### Passage to read

────

Some thoughts from “Thunder Moon Tussle”
Coming soon, a new novel by Torn MacAlester
Science Fiction
Some thoughts from “Thunder Moon Tussle”
Coming soon, a new novel by Torn MacAlester
Republished from APRIL 14, 2018
It’s difficult to talk about the science involved in a story without actually discussing some of the aspects of the story. So as a forewarning, I recommend that you read the story first and come back to this article. I’ll continue with the article in the next paragraph. The story Golf and Outgassing is available here.
Golf and Outgassing is a story regarding the return to the moon sometime in the next decade of an alternate history. It revolves around the landing site Fra Mauro, the location of the 1971 landing of Apollo 14 i ii. The title itself is suggestive of the event ending the two-day stay of Apollo 14 — Alan Shepard’s famous lunar golf shots iii. The outgassing piece is from part of the preliminary science results for the mission.
Fra Mauro highlands is a region on the eastern edge of the Ocean of Storms, near the center of the disk of the full moon. It was selected because of the relatively recent (and deep) impact crater called Cone Crater. Cone Crater seemed to be deep enough that it might have punched through the underlying surface geology and blasted pieces of the bedrock during the impact. One of the science goals of Apollo 14 was to travel to the rim of Cone Crater and sample the rocks from within. The bulk of the second EVA involved Alan Shepard and Edgar Mitchell working their way up the Cone Crater slope iv v
The rest of the science background for the Golf and Outgassing story is the Apollo Lunar Surface Experimental Package ALSEP vi. One of the ALSEP experiments detected water vapor. This occurred weeks later after Sheppard and Mitchel had departed the moon and returned to the earth. An experiment called the Suprathermal Ion Detector Experiment vii (SIDE) detected the water signature viii. It’s likely that the result was considered void because of no equivalent event at another Apollo landing site. Also, the dry moon paradigm became standard. It remained in effect until the Clementine mission suggested otherwise ix.
The crawler, or pressurized rover, is based on a vehicle that has been considered by NASA as part of the canceled Constellation program. It had been developed as part of the desert rats exercises. The crawler’s capabilities enables lunar exploration in a shirt sleeve environment, leaving EVA’s to handle special circumstances that could not be handled by robotics x
The existence of a skylight cave structure under Cone Crater is made up for purposes of the story. There are skylight caves on the moon, discovered by the Selene (a Japanese Lunar Mission) xi They are exposures of sub-surface lava tubes. Like polar craters, a lava tube could act as a cold trap, allowing the volatile substances such as water to accumulate inside of the caves. The explanation that is inferred in “Golf and Outgassing” is that the water detected by the SIDE was from a cave concealed under Cone Crater that released vapor after the Apollo 14 mission. If such a cave existed, discussion about return to the moon would likely include Fra Mauro.

────

### Exercise instructions
[1] Answer these questions about the article on the science behind Golf and Outgassing:
(a) In what year did Apollo 14 land at Fra Mauro?
(b) Which experiment detected the water signature?
(c) Which mission discovered skylight caves on the moon?
[2] Write out the part of the article on the science behind Golf and Outgassing that opens with the words containing "Golf and Outgassing is a story" and closes with "for the mission.", swapping "preliminary" for "initial".
[3] Write the next part of the article on the science behind Golf and Outgassing, starting after its final sentence.

### Dataset content
────

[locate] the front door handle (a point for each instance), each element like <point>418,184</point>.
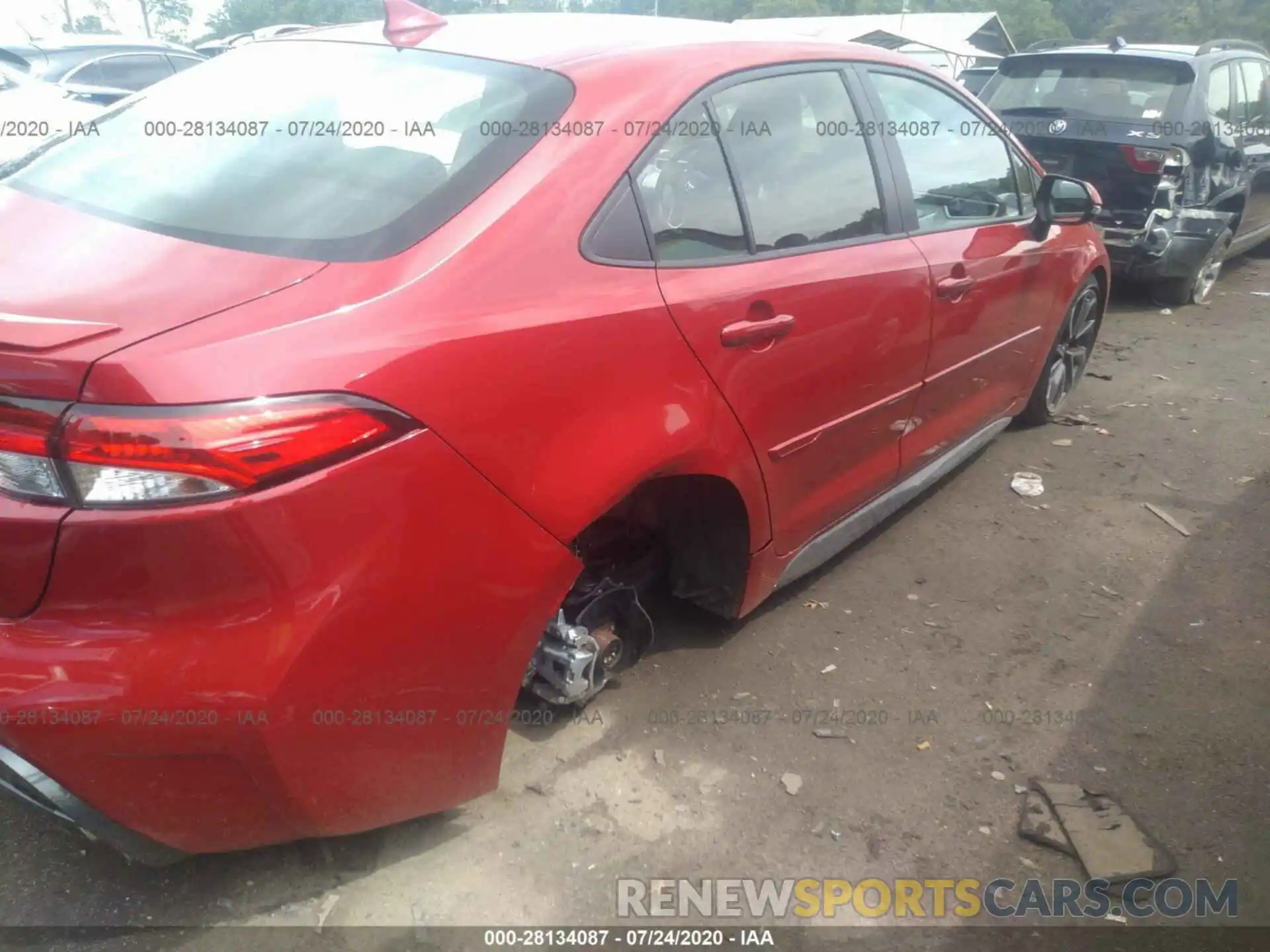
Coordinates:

────

### Responses in order
[1]
(a) 1971
(b) The Suprathermal Ion Detector Experiment (SIDE)
(c) Selene, a Japanese lunar mission

[2]
Golf and Outgassing is a story regarding the return to the moon sometime in the next decade of an alternate history. It revolves around the landing site Fra Mauro, the location of the 1971 landing of Apollo 14 i ii. The title itself is suggestive of the event ending the two-day stay of Apollo 14 — Alan Shepard’s famous lunar golf shots iii. The outgassing piece is from part of the initial science results for the mission.

[3]
Ref i: NASA Apollo 14 page.
Ref ii: Wikipedia Apollo 14 page
Ref iii: PGA News Lunar Golf Shots
Ref iv: Fra Mauro landing site
Ref v: Report on Geology of Fra Mauro
Ref vi: Apollo 14 Science Experiments
Republished from DECEMBER 14, 2017
* SPOILER ALERT *
It’s a little hard to talk about the science involved in a story without actually discussing some of the aspects of the story. So as a forewarning, I recommend that you read the story first and come back to this article. I’ll continue with the article in the next paragraph. The story “Morgan’s Road” is available here.
* * * * *
Morgan’s road began as a story about the lunar regolith. Regolith is essentially lunar dust. Due to repeated bombardment by objects ranging in size of mountains to microscopic grains, the moon’s soil has been beaten down into tiny dusty grains. This dust is everywhere, and as experience by the crews of the Apollo landings, it gets onto everything. Most of the sample containers returned to the moon did not seal properly. Consequently, there was significant contamination of the soil by the atmosphere of the spacecraft and later the Earth’s atmosphere [1].
The moon’s lack of atmosphere has ensured that any disturbance of the regolith will last for years. In fact, the disturbance in the regolith associated with the Apollo missions remain to this day. The lunar reconnaissance orbiter LRO, imaged each of the Apollo landing sites, showing the tracks left by the astronauts and lunar rovers[2]. Morgan’s road is an extension of this idea of long lasting or permanent tracks. Nelson will be able to track Morgan back to his secret – the ice that allows him to survive on the moon. The tracks associated with Morgan’s crawler would be a permanent record of every place that Morgan visited, including the source of the ice.
The moon held a secret until long after the Apollo missions had concluded. In fact the scientific paradigm of the era held for a dry moon. Use of radar from the Earth, and the flight of the Clementine mission past the moon revealed hints of water ice existing in the permanently shadowed creators of the lunar poles. Later missions, notably the LCROSS mission confirmed the discovery [3].
Part of Morgan’s Road deals with the economics of spaceflight in general and lunar exploration specifically by looking at the issue of Lunar supplies. Supposing that water was never discovered on the moon, any water used by the people on the moon would have to be shipped there. Including water and oxygen, twenty five thousand pounds of supplies are needed to support one person for one year on the moon. To put that in perspective, that is about the mass delivered to the surface by the Apollo Lunar module. So, that would mean that the equivalent of a Saturn V launch every year to support one person on the surface. To make this viable the support costs need to be reduced by in situ resource utilization ISRU [4] capability and the ability to recycle the water [5].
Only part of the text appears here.